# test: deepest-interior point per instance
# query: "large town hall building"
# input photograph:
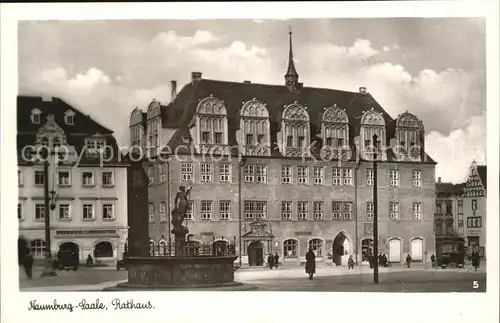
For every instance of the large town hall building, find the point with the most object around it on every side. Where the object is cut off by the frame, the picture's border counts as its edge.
(281, 168)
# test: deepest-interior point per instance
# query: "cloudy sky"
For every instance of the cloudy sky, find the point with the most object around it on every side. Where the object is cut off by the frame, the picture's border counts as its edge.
(434, 68)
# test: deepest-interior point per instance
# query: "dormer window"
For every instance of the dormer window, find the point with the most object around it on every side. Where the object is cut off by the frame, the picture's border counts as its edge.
(69, 117)
(36, 116)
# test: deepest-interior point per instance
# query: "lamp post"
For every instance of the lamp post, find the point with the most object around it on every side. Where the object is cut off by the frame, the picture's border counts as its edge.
(48, 269)
(375, 211)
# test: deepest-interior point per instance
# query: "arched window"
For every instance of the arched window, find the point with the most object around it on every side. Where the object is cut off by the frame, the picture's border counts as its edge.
(151, 248)
(255, 129)
(163, 248)
(409, 130)
(317, 246)
(335, 128)
(103, 249)
(295, 130)
(290, 248)
(211, 121)
(373, 123)
(38, 248)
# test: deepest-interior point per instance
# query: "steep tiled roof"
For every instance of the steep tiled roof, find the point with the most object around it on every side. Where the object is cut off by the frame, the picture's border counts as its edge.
(481, 170)
(84, 126)
(180, 112)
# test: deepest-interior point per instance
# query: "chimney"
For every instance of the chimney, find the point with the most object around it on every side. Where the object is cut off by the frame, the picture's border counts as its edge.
(195, 76)
(173, 89)
(46, 98)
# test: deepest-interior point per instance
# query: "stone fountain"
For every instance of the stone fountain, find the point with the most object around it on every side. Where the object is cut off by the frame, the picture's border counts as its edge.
(182, 270)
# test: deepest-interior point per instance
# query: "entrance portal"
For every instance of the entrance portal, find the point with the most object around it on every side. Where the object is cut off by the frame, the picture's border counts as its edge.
(340, 249)
(255, 254)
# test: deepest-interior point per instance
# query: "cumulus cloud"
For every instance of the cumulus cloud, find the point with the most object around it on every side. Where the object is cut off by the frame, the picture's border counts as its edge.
(450, 102)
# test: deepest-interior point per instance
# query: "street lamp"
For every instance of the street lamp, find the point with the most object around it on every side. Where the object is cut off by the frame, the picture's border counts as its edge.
(48, 269)
(375, 213)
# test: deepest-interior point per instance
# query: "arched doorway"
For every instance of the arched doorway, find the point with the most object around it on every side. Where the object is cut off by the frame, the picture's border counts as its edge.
(417, 247)
(255, 254)
(103, 249)
(366, 249)
(340, 249)
(219, 248)
(394, 250)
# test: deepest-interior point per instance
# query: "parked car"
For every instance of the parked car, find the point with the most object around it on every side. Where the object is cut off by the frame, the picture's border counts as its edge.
(67, 260)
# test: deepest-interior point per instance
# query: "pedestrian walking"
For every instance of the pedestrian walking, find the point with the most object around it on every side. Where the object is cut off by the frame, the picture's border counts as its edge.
(475, 260)
(350, 262)
(270, 261)
(310, 263)
(28, 264)
(408, 260)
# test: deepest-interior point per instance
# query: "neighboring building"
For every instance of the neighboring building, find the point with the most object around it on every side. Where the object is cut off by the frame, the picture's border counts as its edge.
(449, 218)
(90, 206)
(284, 179)
(475, 208)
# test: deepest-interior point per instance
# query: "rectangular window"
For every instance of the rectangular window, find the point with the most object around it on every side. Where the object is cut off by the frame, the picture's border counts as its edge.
(369, 177)
(416, 211)
(225, 173)
(286, 210)
(286, 174)
(151, 212)
(163, 211)
(347, 214)
(108, 212)
(460, 207)
(249, 139)
(88, 178)
(318, 210)
(206, 172)
(225, 210)
(218, 138)
(249, 173)
(318, 175)
(347, 176)
(88, 212)
(206, 210)
(417, 181)
(63, 178)
(337, 176)
(189, 211)
(186, 172)
(394, 210)
(370, 209)
(337, 210)
(474, 222)
(39, 212)
(449, 207)
(260, 172)
(394, 177)
(107, 179)
(64, 212)
(151, 174)
(302, 210)
(205, 137)
(302, 174)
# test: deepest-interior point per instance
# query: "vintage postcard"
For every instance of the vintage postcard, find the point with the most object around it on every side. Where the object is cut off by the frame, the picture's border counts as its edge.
(250, 148)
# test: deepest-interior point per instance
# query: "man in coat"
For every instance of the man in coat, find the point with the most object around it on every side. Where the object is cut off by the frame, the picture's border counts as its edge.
(270, 261)
(276, 260)
(310, 263)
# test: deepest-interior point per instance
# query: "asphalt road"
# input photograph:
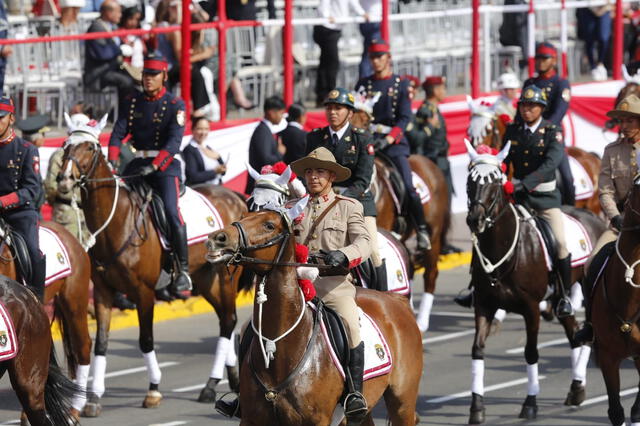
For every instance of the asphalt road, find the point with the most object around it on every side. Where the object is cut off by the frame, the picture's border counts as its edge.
(185, 348)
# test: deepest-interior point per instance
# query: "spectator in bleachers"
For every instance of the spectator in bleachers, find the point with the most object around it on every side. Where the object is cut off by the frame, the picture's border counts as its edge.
(264, 147)
(103, 57)
(327, 36)
(370, 31)
(203, 164)
(594, 27)
(294, 137)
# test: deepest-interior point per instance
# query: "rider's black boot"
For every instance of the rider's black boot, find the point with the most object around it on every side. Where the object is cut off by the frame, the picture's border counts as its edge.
(563, 308)
(355, 406)
(422, 230)
(182, 280)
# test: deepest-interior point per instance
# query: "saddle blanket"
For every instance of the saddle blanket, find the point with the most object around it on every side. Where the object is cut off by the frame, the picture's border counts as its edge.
(421, 188)
(581, 180)
(58, 262)
(578, 242)
(8, 338)
(199, 215)
(397, 276)
(377, 357)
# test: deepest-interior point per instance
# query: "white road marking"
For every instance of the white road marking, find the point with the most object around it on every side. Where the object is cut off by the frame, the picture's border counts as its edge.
(486, 389)
(554, 342)
(448, 336)
(601, 398)
(195, 387)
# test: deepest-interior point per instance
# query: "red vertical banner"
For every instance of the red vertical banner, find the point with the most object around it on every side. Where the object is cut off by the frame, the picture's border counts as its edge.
(222, 60)
(617, 42)
(475, 49)
(287, 48)
(185, 59)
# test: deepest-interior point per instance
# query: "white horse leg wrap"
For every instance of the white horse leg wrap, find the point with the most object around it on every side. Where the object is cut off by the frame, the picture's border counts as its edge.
(576, 296)
(477, 376)
(153, 369)
(231, 358)
(217, 370)
(580, 367)
(82, 376)
(424, 312)
(499, 315)
(99, 369)
(533, 385)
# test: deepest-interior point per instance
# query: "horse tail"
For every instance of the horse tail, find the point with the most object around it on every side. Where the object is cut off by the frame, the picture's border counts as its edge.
(63, 324)
(59, 391)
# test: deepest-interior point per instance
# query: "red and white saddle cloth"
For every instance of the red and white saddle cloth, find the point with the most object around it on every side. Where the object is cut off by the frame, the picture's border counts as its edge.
(377, 357)
(8, 338)
(581, 180)
(421, 188)
(199, 215)
(58, 262)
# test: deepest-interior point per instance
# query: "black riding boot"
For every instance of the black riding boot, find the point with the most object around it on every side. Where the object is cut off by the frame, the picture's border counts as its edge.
(355, 406)
(563, 308)
(182, 280)
(422, 230)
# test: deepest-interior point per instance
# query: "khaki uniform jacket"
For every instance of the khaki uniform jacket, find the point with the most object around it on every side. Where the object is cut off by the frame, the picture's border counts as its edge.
(341, 229)
(63, 212)
(619, 166)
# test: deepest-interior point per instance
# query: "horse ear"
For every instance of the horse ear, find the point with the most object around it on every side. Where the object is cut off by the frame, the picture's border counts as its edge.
(505, 151)
(252, 172)
(470, 149)
(295, 211)
(283, 179)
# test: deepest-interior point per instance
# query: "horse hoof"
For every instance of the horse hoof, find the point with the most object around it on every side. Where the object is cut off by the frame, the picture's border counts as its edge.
(577, 394)
(476, 417)
(152, 400)
(207, 395)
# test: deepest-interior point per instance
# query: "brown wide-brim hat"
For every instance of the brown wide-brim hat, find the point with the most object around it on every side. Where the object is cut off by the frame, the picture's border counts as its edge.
(628, 107)
(321, 158)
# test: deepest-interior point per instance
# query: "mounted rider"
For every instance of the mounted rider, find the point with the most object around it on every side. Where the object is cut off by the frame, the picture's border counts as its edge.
(392, 114)
(352, 149)
(333, 225)
(619, 167)
(20, 189)
(155, 119)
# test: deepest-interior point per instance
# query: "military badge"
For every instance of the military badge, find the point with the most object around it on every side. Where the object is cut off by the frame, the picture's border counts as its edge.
(380, 351)
(181, 117)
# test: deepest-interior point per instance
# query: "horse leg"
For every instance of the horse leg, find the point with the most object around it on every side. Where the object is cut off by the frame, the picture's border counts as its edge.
(145, 304)
(103, 300)
(222, 297)
(529, 409)
(483, 325)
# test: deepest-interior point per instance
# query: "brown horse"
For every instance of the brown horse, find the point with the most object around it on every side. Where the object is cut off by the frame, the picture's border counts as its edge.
(301, 385)
(615, 308)
(436, 213)
(70, 296)
(128, 257)
(43, 390)
(486, 128)
(509, 272)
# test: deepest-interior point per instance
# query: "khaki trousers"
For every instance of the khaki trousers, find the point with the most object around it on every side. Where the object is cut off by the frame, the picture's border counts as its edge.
(606, 237)
(339, 294)
(554, 217)
(372, 229)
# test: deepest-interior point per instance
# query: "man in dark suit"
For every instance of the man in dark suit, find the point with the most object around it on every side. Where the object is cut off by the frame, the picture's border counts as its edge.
(263, 148)
(294, 136)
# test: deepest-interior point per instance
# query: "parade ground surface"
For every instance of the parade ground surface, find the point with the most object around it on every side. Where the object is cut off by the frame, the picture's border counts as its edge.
(185, 348)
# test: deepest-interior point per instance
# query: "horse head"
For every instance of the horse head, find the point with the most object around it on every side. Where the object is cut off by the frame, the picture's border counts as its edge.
(482, 123)
(485, 195)
(258, 236)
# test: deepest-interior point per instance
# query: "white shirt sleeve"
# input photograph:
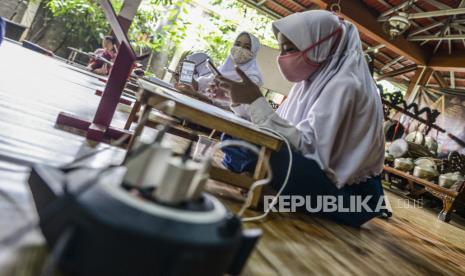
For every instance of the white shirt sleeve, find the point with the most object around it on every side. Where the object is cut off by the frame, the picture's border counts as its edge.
(242, 110)
(203, 83)
(262, 114)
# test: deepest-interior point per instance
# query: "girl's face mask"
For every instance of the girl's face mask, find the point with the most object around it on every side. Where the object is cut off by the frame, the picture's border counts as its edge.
(297, 67)
(241, 55)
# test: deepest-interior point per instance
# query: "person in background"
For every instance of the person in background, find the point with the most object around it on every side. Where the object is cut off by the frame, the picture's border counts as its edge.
(2, 29)
(107, 52)
(332, 118)
(243, 55)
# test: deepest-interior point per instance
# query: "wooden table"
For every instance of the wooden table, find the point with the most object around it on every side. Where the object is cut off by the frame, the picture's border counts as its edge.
(449, 197)
(209, 116)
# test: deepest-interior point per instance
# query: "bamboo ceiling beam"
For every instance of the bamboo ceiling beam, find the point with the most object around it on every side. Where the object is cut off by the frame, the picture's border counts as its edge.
(440, 80)
(420, 78)
(397, 72)
(436, 38)
(442, 61)
(358, 13)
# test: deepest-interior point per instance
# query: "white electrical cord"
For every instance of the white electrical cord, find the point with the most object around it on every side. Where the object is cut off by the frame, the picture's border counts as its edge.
(283, 186)
(260, 182)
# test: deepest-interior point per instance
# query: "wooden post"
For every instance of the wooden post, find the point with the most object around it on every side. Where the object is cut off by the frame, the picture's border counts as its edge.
(260, 173)
(127, 13)
(421, 77)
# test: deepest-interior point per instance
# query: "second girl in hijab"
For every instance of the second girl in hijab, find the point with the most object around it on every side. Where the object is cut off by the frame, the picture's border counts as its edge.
(244, 55)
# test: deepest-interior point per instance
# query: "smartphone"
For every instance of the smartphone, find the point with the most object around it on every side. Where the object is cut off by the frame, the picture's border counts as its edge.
(187, 72)
(212, 68)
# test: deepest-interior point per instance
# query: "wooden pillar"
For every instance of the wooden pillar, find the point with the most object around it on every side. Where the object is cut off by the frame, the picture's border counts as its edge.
(29, 15)
(420, 78)
(127, 13)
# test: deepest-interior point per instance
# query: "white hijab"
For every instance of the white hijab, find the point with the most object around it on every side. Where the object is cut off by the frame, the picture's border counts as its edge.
(337, 110)
(251, 68)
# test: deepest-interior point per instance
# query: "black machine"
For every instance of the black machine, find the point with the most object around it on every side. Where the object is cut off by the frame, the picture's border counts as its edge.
(97, 226)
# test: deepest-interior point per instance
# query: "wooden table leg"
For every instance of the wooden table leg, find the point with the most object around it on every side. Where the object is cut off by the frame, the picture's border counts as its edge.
(448, 203)
(138, 131)
(132, 115)
(260, 173)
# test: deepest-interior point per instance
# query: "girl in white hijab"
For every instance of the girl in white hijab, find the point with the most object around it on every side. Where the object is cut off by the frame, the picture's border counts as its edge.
(332, 118)
(243, 55)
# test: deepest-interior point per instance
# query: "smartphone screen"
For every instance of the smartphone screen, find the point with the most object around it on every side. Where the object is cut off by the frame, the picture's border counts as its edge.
(187, 72)
(212, 68)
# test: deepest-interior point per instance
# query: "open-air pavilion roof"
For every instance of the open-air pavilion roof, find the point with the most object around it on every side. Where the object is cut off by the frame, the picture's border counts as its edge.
(430, 53)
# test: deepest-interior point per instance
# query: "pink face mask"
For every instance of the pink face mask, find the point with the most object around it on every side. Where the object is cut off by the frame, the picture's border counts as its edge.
(297, 66)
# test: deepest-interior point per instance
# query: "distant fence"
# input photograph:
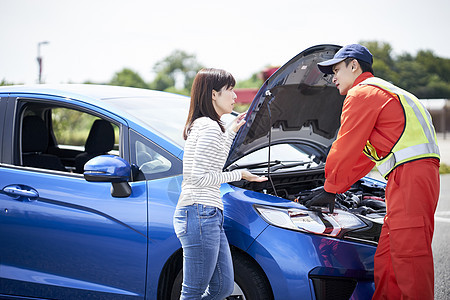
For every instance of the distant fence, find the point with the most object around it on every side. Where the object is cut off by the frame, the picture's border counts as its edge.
(440, 112)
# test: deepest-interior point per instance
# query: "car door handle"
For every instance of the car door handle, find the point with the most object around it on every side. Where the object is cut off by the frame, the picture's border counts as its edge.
(19, 191)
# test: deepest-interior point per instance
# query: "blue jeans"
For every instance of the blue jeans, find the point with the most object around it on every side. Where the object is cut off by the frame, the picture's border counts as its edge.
(207, 264)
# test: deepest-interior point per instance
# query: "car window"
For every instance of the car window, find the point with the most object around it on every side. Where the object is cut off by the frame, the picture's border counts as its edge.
(151, 160)
(62, 138)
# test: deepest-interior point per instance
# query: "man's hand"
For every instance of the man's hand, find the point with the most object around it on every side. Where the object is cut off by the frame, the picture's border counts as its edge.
(320, 197)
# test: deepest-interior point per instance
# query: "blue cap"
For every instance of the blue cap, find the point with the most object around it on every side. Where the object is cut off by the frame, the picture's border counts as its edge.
(354, 51)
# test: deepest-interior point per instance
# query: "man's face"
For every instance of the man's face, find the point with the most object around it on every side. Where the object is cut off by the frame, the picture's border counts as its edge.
(345, 75)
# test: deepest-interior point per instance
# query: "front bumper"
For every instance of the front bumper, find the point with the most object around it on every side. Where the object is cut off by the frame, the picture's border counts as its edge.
(306, 266)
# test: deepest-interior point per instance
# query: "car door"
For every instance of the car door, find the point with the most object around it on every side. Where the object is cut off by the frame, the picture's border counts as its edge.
(61, 236)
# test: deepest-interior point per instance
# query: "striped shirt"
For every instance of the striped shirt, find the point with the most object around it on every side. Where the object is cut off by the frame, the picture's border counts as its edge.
(205, 153)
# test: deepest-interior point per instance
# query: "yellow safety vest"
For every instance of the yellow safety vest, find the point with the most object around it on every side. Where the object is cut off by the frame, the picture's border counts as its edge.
(418, 139)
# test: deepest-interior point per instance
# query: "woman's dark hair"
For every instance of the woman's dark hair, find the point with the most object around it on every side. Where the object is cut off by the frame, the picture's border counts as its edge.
(365, 67)
(204, 83)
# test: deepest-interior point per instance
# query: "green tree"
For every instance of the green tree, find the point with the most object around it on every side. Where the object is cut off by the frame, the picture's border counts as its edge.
(254, 81)
(425, 75)
(176, 72)
(127, 77)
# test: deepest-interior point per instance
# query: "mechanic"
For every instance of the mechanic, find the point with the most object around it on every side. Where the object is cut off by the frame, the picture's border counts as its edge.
(386, 126)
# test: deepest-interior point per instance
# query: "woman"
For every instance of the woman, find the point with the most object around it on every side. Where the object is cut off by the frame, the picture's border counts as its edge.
(198, 218)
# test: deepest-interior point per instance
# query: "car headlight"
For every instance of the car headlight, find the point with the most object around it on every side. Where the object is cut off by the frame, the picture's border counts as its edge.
(309, 221)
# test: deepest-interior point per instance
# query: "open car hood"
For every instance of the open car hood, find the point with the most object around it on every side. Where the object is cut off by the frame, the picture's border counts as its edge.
(297, 104)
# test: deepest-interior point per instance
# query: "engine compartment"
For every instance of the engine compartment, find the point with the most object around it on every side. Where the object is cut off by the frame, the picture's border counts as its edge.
(366, 197)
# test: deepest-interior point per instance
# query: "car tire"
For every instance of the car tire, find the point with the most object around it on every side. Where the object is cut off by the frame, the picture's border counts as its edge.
(250, 283)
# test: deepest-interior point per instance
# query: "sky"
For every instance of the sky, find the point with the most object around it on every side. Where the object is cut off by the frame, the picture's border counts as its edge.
(91, 40)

══════

**Task statement:**
Gather every line in the entries above that contains the word "pavilion". Case matters.

**Complete output:**
# query: "open-air pavilion roof"
For every instance of the open-air pavilion roof, find the point with the most object around it on every side. Where the object is cut off by the frame, the picture's border counts as its edge.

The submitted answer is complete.